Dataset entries

-----

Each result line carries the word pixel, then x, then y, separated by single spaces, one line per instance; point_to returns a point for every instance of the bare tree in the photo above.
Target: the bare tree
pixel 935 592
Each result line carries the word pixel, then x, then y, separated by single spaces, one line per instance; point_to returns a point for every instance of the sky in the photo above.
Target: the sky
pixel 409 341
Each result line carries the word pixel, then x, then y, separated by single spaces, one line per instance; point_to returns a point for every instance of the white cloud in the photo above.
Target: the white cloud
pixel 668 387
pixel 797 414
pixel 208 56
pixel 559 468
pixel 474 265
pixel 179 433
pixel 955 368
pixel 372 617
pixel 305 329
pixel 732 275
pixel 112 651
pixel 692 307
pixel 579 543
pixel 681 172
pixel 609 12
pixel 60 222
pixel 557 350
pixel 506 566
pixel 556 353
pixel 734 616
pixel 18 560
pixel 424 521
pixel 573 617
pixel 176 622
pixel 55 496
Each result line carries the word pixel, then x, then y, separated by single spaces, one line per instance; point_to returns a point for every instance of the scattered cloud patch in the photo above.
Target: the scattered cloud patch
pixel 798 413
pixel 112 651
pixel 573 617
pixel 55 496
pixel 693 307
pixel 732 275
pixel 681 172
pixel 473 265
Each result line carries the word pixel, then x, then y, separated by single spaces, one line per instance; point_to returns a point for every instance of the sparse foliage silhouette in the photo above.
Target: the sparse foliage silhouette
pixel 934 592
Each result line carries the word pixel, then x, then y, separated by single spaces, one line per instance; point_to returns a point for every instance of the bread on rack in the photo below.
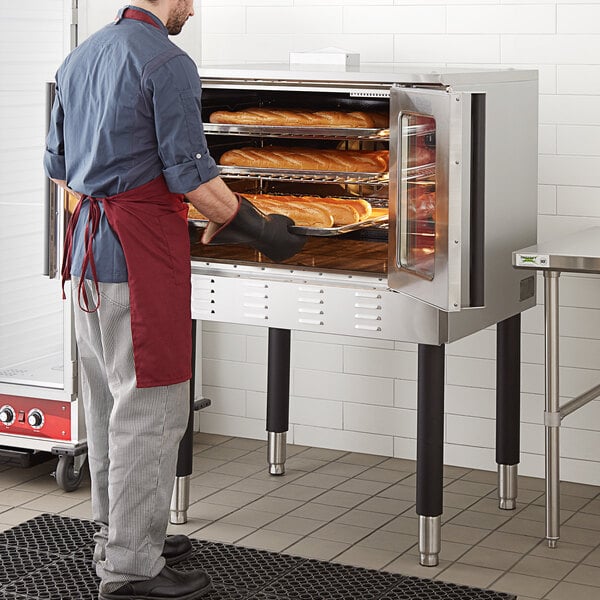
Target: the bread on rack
pixel 343 211
pixel 300 118
pixel 307 159
pixel 308 211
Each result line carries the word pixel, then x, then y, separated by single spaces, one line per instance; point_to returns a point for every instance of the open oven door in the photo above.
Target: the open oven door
pixel 436 191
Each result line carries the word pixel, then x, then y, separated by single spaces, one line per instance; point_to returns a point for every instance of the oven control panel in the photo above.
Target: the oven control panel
pixel 48 419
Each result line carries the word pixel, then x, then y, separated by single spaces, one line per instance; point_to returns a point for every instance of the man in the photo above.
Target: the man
pixel 126 137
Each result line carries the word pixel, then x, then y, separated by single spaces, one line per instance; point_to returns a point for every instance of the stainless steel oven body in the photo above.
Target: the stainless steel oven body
pixel 460 195
pixel 481 127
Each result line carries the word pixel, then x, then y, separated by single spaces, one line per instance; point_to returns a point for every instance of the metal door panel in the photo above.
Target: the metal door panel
pixel 432 270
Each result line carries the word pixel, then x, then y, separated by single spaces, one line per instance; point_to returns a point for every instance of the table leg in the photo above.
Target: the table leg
pixel 552 414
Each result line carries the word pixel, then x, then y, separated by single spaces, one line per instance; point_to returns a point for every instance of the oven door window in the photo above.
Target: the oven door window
pixel 417 186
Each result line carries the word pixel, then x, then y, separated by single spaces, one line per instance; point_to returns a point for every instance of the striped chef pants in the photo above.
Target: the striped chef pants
pixel 133 436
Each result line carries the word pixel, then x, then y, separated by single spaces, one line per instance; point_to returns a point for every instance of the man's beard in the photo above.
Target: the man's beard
pixel 177 18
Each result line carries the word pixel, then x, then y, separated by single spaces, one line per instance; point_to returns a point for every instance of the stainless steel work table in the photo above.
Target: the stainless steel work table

-----

§ **TASK STATEMENT**:
Without the pictures, give back every record precisely as shown.

§ **WORKED SOLUTION**:
Each result line carries the word pixel, then x, then y, separated by single spaces, one line per instance; point_to returns a point for every instance of the bare tree in the photo above.
Target: the bare tree
pixel 935 592
Each result line carries the word pixel, then x, then y, separated by single spaces, one line per instance; point_to returns a point for every instance of the sky in the photo above.
Target: the sky
pixel 409 341
Each result line carries the word pixel, then x, then y, separated by single spaces, one line per instance; point_to returns a point for every instance of the white cloud in the photo above.
Target: the white cloud
pixel 668 387
pixel 797 414
pixel 208 56
pixel 559 468
pixel 474 265
pixel 179 433
pixel 955 368
pixel 372 617
pixel 305 329
pixel 732 275
pixel 112 651
pixel 692 307
pixel 579 543
pixel 681 172
pixel 609 12
pixel 60 222
pixel 557 350
pixel 506 566
pixel 556 353
pixel 734 616
pixel 18 560
pixel 424 521
pixel 573 617
pixel 176 622
pixel 55 496
Each result line carries the word pixel, then x, then y, separated by single spaces, one line per instance; point_to returns a point for every instance of the scattered cloud patch in the photo above.
Target: the scattered cloud patch
pixel 798 413
pixel 112 651
pixel 573 617
pixel 55 496
pixel 693 307
pixel 732 275
pixel 681 172
pixel 473 265
Each result line carries the word pixel, then x, then y, separated by single spaces, one line per instance; point_to returns a point for every instance of the sparse foliage silhouette in the photo above.
Target: the sparse foliage silhouette
pixel 934 592
Each result line carries the word pixel, then x, then y, separated by single spaces, one line per instance; point_to returns a point for every instance of the bread on rack in the photo below.
Target: the bread on rack
pixel 343 211
pixel 300 118
pixel 307 159
pixel 308 211
Each result line carries the word pixel, then x, then y, separated by single spaces, one line per instance; point_to returns a point for every instance of the open oven door in the photo above.
Target: the open oven door
pixel 436 191
Each result line carries the word pixel, then x, then y, separated by single spaces, one line per instance; point_to returns a point for every instance of the oven control panel in the photo above.
Target: the oven control panel
pixel 48 419
Each result line carries the word pixel, then x, then y, separated by single spaces, one line per instance; point_to returns a point for every instance of the man in the photo above.
Target: the man
pixel 126 137
Each result line carries the word pixel, then x, then y, separated by single spaces, one line per instance; point_to returns a point for every instance of the stainless steel oven body in the photo above.
Target: the stainless steel oven body
pixel 460 195
pixel 481 127
Each result line carries the word pixel, then x, then y, separated by single spaces, one line per instance; point_to returns a point for every instance of the metal door panel in the photo above.
Target: the metal door panel
pixel 432 270
Each result line carries the word pixel, then x, then y, separated by single spaces, one line per instance; point_to returns a point for every instance of the table leg in the photo above.
Target: the table leg
pixel 552 414
Each result line carries the word pixel, then x, then y, separated by single spaces, one line per instance; point_to returns a point for every instance of the oven door window in the photo above.
Target: the oven door window
pixel 417 186
Each result line carries the word pixel, then x, then y, separated by single spaces, one line per instance; point_to returns a point for every instance of the striped chef pants in the photo above.
Target: the striped chef pants
pixel 133 436
Each result line carries the word pixel, then x, then y, separated by single spaces, one line per instance; point_to returns a point for every instance of the man's beard in the photo above.
Target: the man's beard
pixel 177 18
Each result line carries the word pixel, then x, then y, separated by single spaces, one line per instance; point_to returns a point for every instance of the stainless steel work table in the photo above.
Target: the stainless steel work table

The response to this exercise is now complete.